EXCERPT TO READ:
▽

Circuit Court of Appeals rules provide that an appellant’s opening brief is not to exceed 14,000 words. Because of the extraordinary nature and complexity of the question of whether putative President Barack Obama is an Article II “natural born Citizen” and therefore eligible to be President, whether my clients (the plaintiffs) have standing to bring an action against Obama and Congress in which they maintain that Obama is not a “natural born Citizen” and that Congress failed to meet its constitutional duty to protect my clients by assuring them that Obama is a “natural born Citizen,” and whether plaintiffs’ action presents a nonjusticiable political question which the courts cannot address, I was compelled to file a brief which contained 20,477 words. So that the Court would accept the overlength brief, I filed a motion with the Court for leave to file the overlength brief.

By order dated February 22, 2010, the Honorable Circuit Judge Michael A. Chagares on behalf of the Motion's Panel of the Third Circuit Court of Appeals granted plaintiffs’ motion for leave to file the overlength brief. This is great news because the case will now continue forward as scheduled. Obama’s and Congress’s opposition brief was initially due on February 22, 2010. The Department of Justice obtained a 14-day extension to file that brief, making the new due date March 8, 2010. After they file their opposition brief, I will then have 14 days within which to file a reply to that brief. All briefs will be posted at this blog and it is my hope that the public will read these briefs so as to stay fully informed on this issue that is critically important not only to my clients but also to our Constitutional Republic.

Mario Apuzzo, Esq.
February 22, 2010

CONTACT: Mario Apuzzo, Esq.
Jamesburg, New Jersey
Tel: 732-521-1900
Fax: 732-521-3906

22 February 2010 11:00 P.M. EST


Commander Kerchner's statement HERE.



  1. Since his father was never an American citizen of any kind shouldn't that alone nullify his ability to serve as President and Commander in Cheif with no further evidence necessary?

  2. does this mean that any bills passed as pres will become null and void?

  3. I just want to thank you for doing what is constitutional. If Obama can't prove his citizenship, he has NO RIGHT being in office.

  4. Mario.

△

TASKS AND EXERCISES:
[a] Answer these questions from the post about the overlength appeal brief:
(i) How many words did the court rules allow for an appellant's opening brief?
(ii) Which judge granted the motion for leave to file the overlength brief?
(iii) What was the new due date for the opposition brief after the extension?
[b] Write the next part of the post about the overlength appeal brief, starting after its final line.

DATA RECORDS:
▽

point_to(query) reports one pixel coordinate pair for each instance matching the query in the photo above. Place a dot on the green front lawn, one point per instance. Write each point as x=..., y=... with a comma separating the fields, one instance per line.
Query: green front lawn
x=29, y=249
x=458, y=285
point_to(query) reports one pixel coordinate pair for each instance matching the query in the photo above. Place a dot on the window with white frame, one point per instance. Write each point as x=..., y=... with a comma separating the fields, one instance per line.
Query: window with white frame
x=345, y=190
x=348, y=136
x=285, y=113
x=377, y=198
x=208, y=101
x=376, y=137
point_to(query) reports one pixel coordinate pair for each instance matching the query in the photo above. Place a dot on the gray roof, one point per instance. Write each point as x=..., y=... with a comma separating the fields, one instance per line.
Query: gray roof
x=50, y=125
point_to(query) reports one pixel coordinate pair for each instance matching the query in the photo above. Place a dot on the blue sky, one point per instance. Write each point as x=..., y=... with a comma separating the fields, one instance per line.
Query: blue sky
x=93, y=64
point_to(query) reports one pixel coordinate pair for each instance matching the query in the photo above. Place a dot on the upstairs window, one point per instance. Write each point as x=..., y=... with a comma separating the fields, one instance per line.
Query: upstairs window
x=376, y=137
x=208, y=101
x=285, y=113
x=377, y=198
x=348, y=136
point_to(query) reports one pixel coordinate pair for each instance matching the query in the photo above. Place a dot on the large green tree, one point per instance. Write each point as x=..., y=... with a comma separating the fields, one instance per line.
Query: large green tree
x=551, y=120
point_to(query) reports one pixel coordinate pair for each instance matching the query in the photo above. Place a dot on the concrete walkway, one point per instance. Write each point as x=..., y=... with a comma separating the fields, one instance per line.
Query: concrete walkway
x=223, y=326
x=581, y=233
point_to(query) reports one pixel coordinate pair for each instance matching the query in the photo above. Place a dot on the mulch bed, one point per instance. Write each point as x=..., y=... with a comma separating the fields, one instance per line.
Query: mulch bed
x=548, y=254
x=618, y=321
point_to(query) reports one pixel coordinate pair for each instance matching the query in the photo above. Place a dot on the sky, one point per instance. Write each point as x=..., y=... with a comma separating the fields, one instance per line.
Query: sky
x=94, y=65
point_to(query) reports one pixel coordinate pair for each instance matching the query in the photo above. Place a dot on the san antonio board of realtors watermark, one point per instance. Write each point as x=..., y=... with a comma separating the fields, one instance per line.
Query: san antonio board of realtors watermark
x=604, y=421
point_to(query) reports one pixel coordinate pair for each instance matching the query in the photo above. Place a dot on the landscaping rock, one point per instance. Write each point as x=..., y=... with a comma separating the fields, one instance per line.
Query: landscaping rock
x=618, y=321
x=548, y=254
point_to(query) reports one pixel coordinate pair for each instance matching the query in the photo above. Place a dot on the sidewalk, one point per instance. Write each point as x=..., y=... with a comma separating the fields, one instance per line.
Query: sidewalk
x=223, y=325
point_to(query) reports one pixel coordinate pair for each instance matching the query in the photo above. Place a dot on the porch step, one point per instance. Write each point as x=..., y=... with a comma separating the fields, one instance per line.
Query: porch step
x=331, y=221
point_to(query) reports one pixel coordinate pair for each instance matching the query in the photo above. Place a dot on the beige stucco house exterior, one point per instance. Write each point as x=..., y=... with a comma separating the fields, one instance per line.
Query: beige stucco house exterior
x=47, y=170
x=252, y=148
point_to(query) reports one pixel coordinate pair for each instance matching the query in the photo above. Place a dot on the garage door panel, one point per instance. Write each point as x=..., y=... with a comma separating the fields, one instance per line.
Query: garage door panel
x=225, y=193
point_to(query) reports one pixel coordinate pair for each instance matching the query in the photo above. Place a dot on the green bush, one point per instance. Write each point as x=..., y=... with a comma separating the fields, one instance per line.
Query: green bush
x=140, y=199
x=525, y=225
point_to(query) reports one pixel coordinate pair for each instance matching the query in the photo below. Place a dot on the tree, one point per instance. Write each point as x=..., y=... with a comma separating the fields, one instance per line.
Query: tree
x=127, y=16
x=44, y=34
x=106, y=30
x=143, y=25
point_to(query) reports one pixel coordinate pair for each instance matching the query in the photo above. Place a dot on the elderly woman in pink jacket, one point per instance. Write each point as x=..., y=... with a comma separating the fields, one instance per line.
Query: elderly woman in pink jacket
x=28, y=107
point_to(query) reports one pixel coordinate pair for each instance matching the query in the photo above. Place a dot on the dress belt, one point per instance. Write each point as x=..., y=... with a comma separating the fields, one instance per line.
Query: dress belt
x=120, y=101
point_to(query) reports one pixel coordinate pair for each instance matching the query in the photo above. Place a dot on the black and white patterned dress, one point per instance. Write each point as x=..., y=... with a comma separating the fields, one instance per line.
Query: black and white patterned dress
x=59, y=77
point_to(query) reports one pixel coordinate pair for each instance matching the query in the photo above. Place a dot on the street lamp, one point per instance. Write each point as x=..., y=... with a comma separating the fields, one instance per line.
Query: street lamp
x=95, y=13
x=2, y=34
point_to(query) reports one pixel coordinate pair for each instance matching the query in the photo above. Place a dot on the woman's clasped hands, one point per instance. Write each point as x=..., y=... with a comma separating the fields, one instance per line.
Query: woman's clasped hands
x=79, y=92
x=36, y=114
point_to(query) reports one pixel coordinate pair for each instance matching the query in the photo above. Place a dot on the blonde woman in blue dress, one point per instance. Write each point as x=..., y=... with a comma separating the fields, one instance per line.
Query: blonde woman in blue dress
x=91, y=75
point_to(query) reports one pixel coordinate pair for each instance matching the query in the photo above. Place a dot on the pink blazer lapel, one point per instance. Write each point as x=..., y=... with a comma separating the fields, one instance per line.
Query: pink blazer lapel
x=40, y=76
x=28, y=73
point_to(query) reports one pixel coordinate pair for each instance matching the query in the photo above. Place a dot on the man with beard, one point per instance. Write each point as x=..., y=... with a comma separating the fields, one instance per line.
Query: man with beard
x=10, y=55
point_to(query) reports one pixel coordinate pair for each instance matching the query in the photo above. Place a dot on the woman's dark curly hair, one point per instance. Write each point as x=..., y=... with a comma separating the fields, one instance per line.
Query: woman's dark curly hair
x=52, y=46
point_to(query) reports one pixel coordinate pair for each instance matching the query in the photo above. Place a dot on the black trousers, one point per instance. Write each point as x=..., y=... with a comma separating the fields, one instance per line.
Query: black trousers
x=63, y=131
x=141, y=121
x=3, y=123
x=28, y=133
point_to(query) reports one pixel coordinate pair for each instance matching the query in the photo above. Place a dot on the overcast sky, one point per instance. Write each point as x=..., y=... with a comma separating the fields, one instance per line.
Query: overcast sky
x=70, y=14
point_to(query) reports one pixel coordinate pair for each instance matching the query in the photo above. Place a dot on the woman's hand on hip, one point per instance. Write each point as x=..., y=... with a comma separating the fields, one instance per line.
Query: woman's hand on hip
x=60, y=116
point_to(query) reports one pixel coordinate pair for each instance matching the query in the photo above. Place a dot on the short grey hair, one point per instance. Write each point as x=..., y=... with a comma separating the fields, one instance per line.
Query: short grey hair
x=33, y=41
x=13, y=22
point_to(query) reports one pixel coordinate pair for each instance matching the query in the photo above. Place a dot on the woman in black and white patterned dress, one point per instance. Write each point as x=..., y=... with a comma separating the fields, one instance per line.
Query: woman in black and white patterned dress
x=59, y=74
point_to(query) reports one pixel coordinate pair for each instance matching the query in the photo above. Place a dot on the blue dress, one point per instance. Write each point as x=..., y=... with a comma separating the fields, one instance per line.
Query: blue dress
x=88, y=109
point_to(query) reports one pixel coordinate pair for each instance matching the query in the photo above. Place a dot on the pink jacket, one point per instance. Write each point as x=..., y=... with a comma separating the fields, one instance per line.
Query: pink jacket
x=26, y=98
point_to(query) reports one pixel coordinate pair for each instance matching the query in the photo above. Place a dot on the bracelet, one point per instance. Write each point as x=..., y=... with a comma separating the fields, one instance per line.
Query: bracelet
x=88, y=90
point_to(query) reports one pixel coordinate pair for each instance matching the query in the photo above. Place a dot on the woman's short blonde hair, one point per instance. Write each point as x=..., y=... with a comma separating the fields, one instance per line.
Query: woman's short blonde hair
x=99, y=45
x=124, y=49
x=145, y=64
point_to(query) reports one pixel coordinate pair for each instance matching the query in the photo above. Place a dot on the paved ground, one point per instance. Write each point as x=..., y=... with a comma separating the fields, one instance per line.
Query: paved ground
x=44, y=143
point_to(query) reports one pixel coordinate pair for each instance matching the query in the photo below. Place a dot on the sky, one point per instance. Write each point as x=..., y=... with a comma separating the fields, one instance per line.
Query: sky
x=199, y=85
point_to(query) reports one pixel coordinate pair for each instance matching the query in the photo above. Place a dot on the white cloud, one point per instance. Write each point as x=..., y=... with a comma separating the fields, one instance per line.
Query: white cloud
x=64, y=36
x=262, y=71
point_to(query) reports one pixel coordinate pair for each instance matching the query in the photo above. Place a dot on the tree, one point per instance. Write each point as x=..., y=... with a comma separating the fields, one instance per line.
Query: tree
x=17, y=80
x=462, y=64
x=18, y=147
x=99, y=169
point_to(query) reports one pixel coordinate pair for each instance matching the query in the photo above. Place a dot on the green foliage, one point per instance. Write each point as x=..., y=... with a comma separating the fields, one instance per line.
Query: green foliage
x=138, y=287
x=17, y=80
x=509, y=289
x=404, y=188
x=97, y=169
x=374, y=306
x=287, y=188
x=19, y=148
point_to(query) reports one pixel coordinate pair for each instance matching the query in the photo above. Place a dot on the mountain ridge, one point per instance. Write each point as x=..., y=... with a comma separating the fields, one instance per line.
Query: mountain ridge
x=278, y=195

△

RESULTS IN ORDER:
[a]
(i) 14,000 words
(ii) Circuit Judge Michael A. Chagares
(iii) March 8, 2010

[b]
    Have you looked into the Hawaiian Revised Statutes, particularly HRS 338-13?

    It appears there are three separate and different certified documents the HDOH 'shall' provide on application.

    1. a copy of the original (an image of the original BC)
    2. a copy of the contents (all the contents, because the third option is a 'part')
    3. part thereof (aka a COLB)

    It is only a 'copy of the contents' that can be 'considered for all purposes the same as the original' birth certificate.

    The 'part thereof' is excluded from being 'considered for all purposes the same as the original'.

    Basically a COLB cannot be used as a BC according to HRS and even federal advice is that a copy of an ioriginal is preferred and in many cases required to establish US citizenship.

    Please read HRS 338-13.

    In light of this you might also consider 'pre-emption' as regards to state statutes & federal statutes.

    Federal Pre-emption of State Law.

    Look it up, apparently I can't post links here, I have typed them manuallty, but they may not get to show, but I have sent Orly the relative URLs (links), you might contact her to get a copy of what I sent her.


    Michael Norris

  5. All questions for Mario Apuzzo need to be addressed to him at his blog:

    Mario Apuzzo, Esq.;

  6. AWESOME!!!!!!!!!!!!! way to go!!!!! If I can help in any way please let me know!!!!!

  7. Quo Lorento...determining whether a person has the right and power to govern or exercise power. When a person spends 1.7 million dollars covering up important documents that verify his right to be the President...that should be enough to warrant inspection and interrogation of those documents.

  8. The overlength brief motion was unopposed. If they wanna make a big deal out of it being granted, maybe it will help the paypal ring. But, it was unopposed. No big deal.

  9. Yes, no big deal! I wonder why the DOJ had to file an extension to file the opposition brief!?

    Obama & Gang granted extension in Kerchner vs Obama/Congress et al...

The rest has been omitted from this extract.